** TEXT UNDER STUDY follows **

Building a simple Stack overflow search engine to predict semantically similar posts related to given query post using machine learning

Published in

Analytics Vidhya

15 min readOct 19, 2019

Stack Overflow — is a obvious life saver for many of the developers who use it in a day-to-day basis( saying this as I myself is a developer :) ). It is a question and answer site for professional and enthusiast programmers. It features questions and answers on a wide range of topics in computer programming and also now it is not limited to computer programming alone but answers questions across a wide range of spectrum.

A typical stackoverflow question answer page

This is a quick introduction on what is stackoverflow before dive deep into the project

About the project

Stack overflow website also has this particular sections in their all their question and answers page.

Posts very much related to the post in current page

It lists out all the questions which are related to the current questions which could help the user to navigate through the current page itself to find the suitable questions page if the current page doesn’t cater to their needs. The project aims to predict this related posts for a given query post like in the image for the question: load data txt from pandas, it predicts similar posts as shown in the picture above.

Since we are building this as a search engine in addition to the semantic relevance of the predicted posts with respect to the query post, there are additional constraints to be satisfied

Low latency — prediction time should be less
Scalability — must work even when the volume of data we are searching for increases tremendously

The whole problem is to build a search engine based on StackOverflow questions, the search results should include the semantic meaning, with scalable architecture that return results in very less time.

Approach

1. Data Collection

Data Link: https://meta.stackexchange.com/questions/138356/how-do-i-download-stack-overflows-data

The above link contains all stack overflow data in various topics among which only the these posts files are downloaded.

cs.meta.stackexchange.com.7z
cs.stackexchange.com.7z
datascience.meta.stackexchange.com.7z
datascience.stackexchange.com.7z
ai.meta.stackexchange.com.7z
ai.stackexchange.com.7z
computergraphics.meta.stackexchange.com.7z
computergraphics.stackexchange.com.7z

The downloaded zip files has questions and answer regarding four major topics — computer science, data science, AI and computer graphics. The above files when uncompressed gives a lots of files among which only the posts.xml files in each of the uncompressed directory is obtained since only that particular file contains the post text.

** End of TEXT UNDER STUDY **
** DATA EXTRACTS follows **

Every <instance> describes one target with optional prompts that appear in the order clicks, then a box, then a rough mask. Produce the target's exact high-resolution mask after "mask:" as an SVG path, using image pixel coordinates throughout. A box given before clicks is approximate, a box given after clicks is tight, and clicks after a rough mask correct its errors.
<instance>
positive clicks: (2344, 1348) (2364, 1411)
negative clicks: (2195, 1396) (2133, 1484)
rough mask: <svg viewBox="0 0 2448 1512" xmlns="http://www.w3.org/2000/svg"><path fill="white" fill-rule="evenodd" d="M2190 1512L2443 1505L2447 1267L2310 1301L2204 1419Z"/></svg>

** End of DATA EXTRACTS **
** DATA EXTRACTS follows **

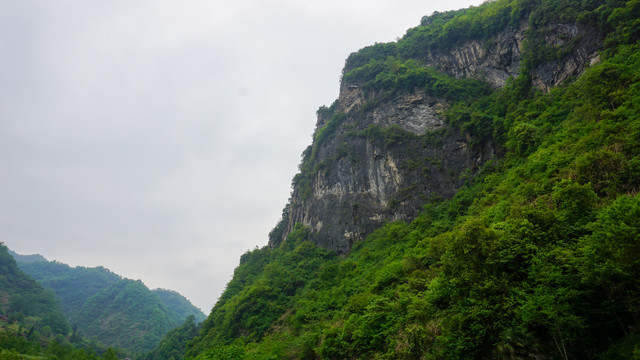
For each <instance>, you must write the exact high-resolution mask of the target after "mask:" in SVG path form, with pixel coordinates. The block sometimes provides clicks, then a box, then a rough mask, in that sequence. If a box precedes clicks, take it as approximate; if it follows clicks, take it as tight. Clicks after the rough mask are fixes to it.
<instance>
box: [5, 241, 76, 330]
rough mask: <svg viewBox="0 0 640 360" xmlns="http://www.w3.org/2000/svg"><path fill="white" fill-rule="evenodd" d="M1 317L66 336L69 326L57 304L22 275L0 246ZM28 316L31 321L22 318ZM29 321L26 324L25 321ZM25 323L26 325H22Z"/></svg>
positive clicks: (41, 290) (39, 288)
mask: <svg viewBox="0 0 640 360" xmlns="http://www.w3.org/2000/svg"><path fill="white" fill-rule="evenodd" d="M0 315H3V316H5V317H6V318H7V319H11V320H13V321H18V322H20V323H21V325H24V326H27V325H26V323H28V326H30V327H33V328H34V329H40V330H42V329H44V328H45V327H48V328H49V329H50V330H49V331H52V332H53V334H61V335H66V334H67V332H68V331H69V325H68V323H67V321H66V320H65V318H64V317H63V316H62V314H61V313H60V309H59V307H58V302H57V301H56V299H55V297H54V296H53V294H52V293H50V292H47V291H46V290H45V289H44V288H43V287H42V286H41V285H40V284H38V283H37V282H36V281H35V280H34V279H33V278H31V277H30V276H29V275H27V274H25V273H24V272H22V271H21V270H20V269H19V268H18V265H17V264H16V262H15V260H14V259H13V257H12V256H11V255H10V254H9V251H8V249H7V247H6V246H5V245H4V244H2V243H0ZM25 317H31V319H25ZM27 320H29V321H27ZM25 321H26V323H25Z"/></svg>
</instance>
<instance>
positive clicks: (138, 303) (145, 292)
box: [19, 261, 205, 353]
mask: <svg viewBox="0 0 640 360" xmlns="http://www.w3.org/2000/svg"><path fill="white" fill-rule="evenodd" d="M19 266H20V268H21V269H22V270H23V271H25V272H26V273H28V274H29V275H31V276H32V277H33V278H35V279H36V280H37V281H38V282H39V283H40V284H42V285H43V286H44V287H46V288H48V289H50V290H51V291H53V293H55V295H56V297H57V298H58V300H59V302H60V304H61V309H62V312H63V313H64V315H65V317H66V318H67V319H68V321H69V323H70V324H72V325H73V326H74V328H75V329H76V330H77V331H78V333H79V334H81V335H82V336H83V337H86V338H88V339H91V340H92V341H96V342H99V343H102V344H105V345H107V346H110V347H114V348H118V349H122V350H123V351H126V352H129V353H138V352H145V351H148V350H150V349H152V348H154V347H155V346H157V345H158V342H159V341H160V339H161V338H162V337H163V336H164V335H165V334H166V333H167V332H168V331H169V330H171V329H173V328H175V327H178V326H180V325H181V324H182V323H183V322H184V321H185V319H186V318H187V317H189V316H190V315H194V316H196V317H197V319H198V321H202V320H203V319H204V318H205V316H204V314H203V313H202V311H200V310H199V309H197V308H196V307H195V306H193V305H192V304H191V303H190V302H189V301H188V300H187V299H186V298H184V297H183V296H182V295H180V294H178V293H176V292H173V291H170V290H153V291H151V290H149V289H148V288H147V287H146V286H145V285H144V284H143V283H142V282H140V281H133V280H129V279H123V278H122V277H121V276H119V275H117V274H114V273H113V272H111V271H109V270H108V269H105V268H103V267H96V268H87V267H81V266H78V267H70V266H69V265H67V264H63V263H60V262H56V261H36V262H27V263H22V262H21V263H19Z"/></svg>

** End of DATA EXTRACTS **

* **WHAT THIS TASK INVOLVES**: Continue the article on building a Stack Overflow search engine, starting right after its last sentence.

* **RESULT**:
Each post.xml file is named in accordance to their topic and stored in the XML Files directory

XML Files
  -> DataScienceMeta_Posts.xml
  -> ComputerGraphicsMeta_Posts.xml
  -> AI_Posts.xml
  -> CSMeta_Posts.xml
  -> AIMeta_Posts.xml
  -> CS_Posts.xml
  -> ComputerGraphics_Posts.xml
  -> DataScience_Posts.xml

2. Data Preprocessing

The obtained 9 xml files contains lot more data like postId, comments, upvotes etc in addition to the text data in the xml format. Hence it is necessary to parse the xml file and obtain only the post text attribute of each of the xml element present in the files

# specifying the fields for csv file 
fields = ['Id', 'Text', 'Topic']def parseXML(xmlfile, start_count): 
    #create element tree object 
    print("File", xmlfile)
    tree = ET.parse(xmlfile) 
    topic = xmlfile.split("/")[1].split("_")[0]
    # get root element 
    root = tree.getroot() 
    # create empty list for news items 
    newsitems = [] 
    count = start_count
    # iterate news items 
    for each_row in root.iter("row"):
        news = {}
        news["Id"] = count
        news["Text"] = each_row.attrib["Body"]
        news["Topic"] = topic 
        count=count+1
        newsitems.append(news)
    # return news items list 
    print("len", len(newsitems))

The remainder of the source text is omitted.